• Tasks for this exercise
1: In the McLaren 600LT text below, list every part or group of parts that the sentence beginning "Elsewhere, the wheels" pairs with a weight figure, along with that figure.
2: Resume the McLaren 600LT text below, starting after its final sentence.

• Provided text
╭──

It’s for this reason that I insisted on having a test car fitted with the extraordinary ‘Senna seats’. These hallow carbon sculptures blur the lines between race and street car saving an incredible 24.6 kilograms, a feat and one that contributes heavily (pardon the pun) to the 100 kilogram saving between 570S and 600LT. Not only are they light, they are comically impractical, but in the coolest way possible. The shoulder and thigh support bolsters are enormous and share a shape more welcome in something at Le Mans than your local high street. These shells are clad with seven sponges wrapped in alcantara. Being one piece, they are frozen and cannot be adjusted. The driver’s seat moves forwards and back on traditional rails, manually of course. The passenger seat cannot be moved – at all. As statements of intent go…

It’s not just the seats that hint at what you’re letting yourself in for. McLaren removed most of the carpeting from the inside saving a few kilos, the glovebox saves one more. You could remove the AC and speakers and save around 13 kilos – don’t. Elsewhere, the wheels and Trofeo R rubber combined save 21 kgs, wishbones and uprights 10.2, exhaust 12.6, wiring 3.3, thinner glass 2.1 and a host of body panels in carbon save a further 7.2 kilograms. That’s 100 – spec the Spider and you undo half of McLaren’s hard work and stuff 50 kilograms of roof motors back in, still 50 kilograms lighter than the 570S Coupe and believe me when I say it is worth every gram.

If you’ve read or watched any reviews of the LT Spider you’ll be aware of the hype and why everyone fell in love with it. As many before me have reported, there’s a hack – keep the roof up and the rear window down. Put the drivetrain in Sport, not track, and hit it. The sound from the V8 is not tuneful but its intense. The top mounted exhausts that are situated so close to the rear window and the lack of wind noise from having the roof up combine to concentrate the brutality into an angry, merciless cacophony of tyranny. It’s like nothing else. The gear shifts in sport are just as barbarous and put the infamous Aventador changes to shame, even with a dual clutch gearbox courtesy of Ignition cut.

Want to be fast and smooth? Engage track and the LT stops being a drama queen and becomes a speed freak. Ignition cut is traded for inertia push which harnesses the engine’s torque for a feeling of positive acceleration throughout the shift. It’s wizardry that makes the shifts feel supple, smooth and blooming quick. It’s a shame that the downshifts are not always available upon command as they are with Porsche’s PDK. The dramatic shifts in sport compensate and will have you laughing.

╰──

• Supplied data
╭──

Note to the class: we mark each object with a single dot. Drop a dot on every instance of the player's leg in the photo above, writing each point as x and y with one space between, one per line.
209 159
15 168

╰──

• Results of the tasks
1:
- Wheels and Trofeo R rubber: 21 kg
- Wishbones and uprights: 10.2 kg
- Exhaust: 12.6 kg
- Wiring: 3.3 kg
- Thinner glass: 2.1 kg
- Carbon body panels: 7.2 kg

2:
Another point of contention is turbo lag. McLarens are heavily turbocharged and you can feel it. There is a fatty wall of lag that melts away into tyre shredding torque in the midrange, but below 3,000rpm you feel it slugging away before the explosive turbos are spinning at their best. One element that few could ever criticise is the uncorrupted steering that features a traditional hydraulic rack. Like all McLarens it is a joy to flow through the bends being fed granular, accurate feel from the front tires.

Enough technical ‘torque’, what is it like drive? As my Saturday morning introduction highlighted, the 600LT is all you could ask for and so much more if you’re looking for a car that looks, feels and is special. It gets better the harder you push and you learn more about how to access that intoxicating speed the more you drive it. It gets under your skin, one of those cars you’ll empty the milk down the sink for so you can have an excuse to tell your partner you need to nip down to the shops. For me, that’s what these cars are for, not just to set lap times on track days, that’s where the Senna is in a class of one, but to test and goad you to learn their idiosyncrasies and make you a better driver – to bring a smile to your face and hit you with a sensory overload on the way. There may be 592 brake horsepower and 620 Nms, but you feel the LT is on your side.

It’s makes you feel alive and it’s why the 600LT Spider is correctly heralded as one of the greatest car that McLaren has built – it has soul and character. Know someone that says McLarens are cold and not engaging to drive? Put them in an LT Spider and watch them smirk at the antisocial sounds and struggle to articulate to sensation of speed.